_Task description:_
Continue the essay about warm-weather holiday traditions from the point where it stops.

_Reading passage:_
When I think of the holidays, I do not think of snow, warm blankets, and cocoa. Instead, I think of taking homemade eggnog and cinnamon coffee cake to the beach on Christmas morning. I think of reading Pride and Prejudice for the 20th time with our windows open rather than the fireplace going. I dream of making gingerbread houses on the back patio outdoors. Not once in my childhood did we turn on the heater due to the mountains of snow covering the yard.

As I moved around the world the past 8 years, I tried to recreate these holiday traditions. I took African tea and my travel book to Lake Victoria one Christmas. Another time I had mint tea and a copy of Brain Rules for Baby by John Medina on the Nile River.

One Christmas, we came to Sicily from Northern Europe and even though it was only 50 degrees on the Mediterranean Sea, I sat on the beach with a light jacket and flip-flops determined to feel like I was “home”. We all go to great lengths to connect with our past, our family, and the things we love most.

_Supplied information:_
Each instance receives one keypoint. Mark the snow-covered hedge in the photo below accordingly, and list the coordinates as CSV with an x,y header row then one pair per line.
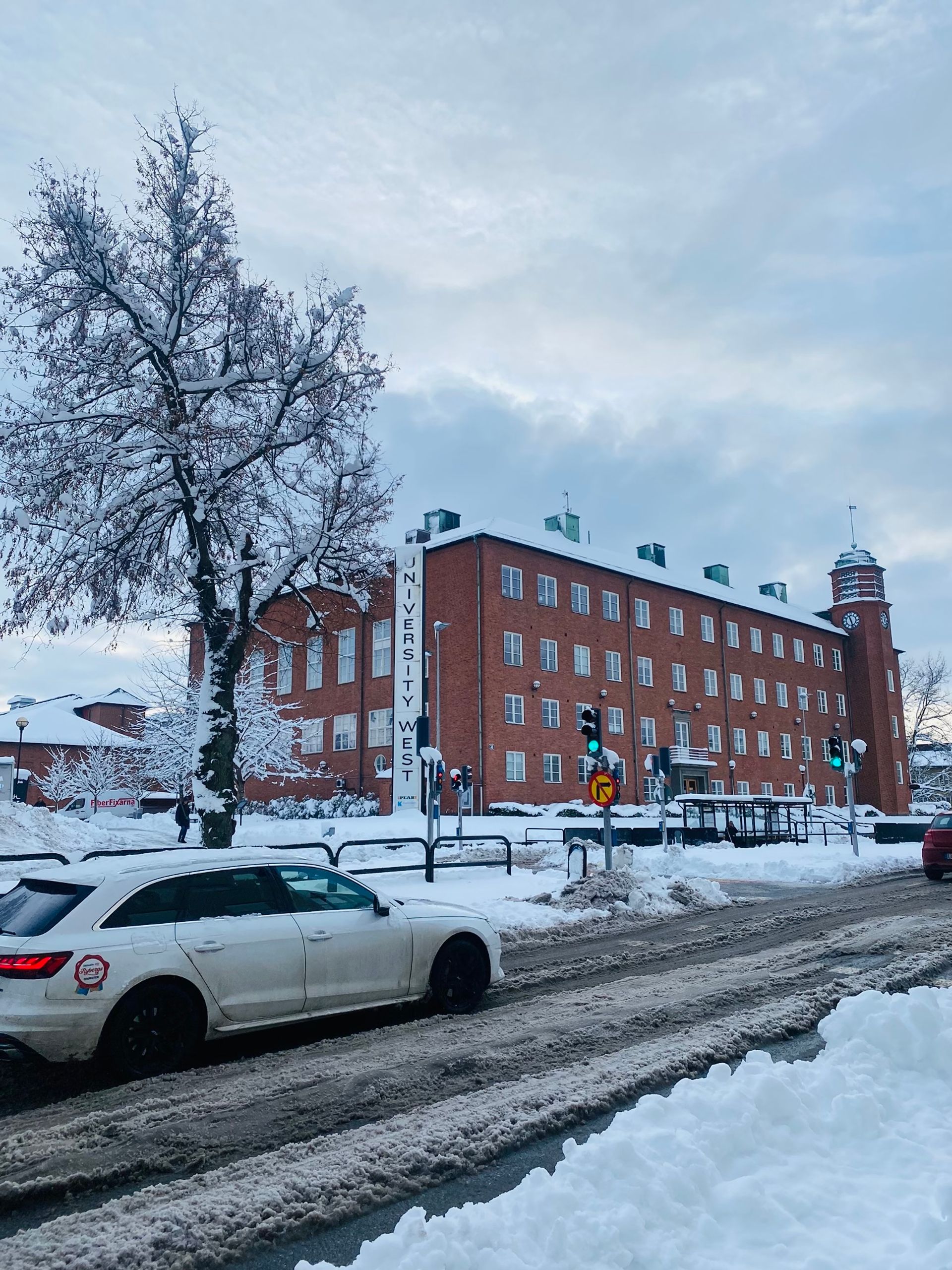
x,y
346,806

_Task response:_
Adopting a Travel Family

What I learned from being an ex-patriate for so many years is that I don’t necessarily NEED the beach or warm weather to feel at “home”. All I need is to have my family (whether real family or friends I have adopted as my family).  Together, we recreate traditions in simple ways.

I didn’t always have the books or ingredients I “needed” overseas. However, I learned new traditions from people all over the world. Some I adapted, or just simply added to my own traditions list because they were amazing. The end goal is the same; to pass down traditions to my children just as they were passed onto me.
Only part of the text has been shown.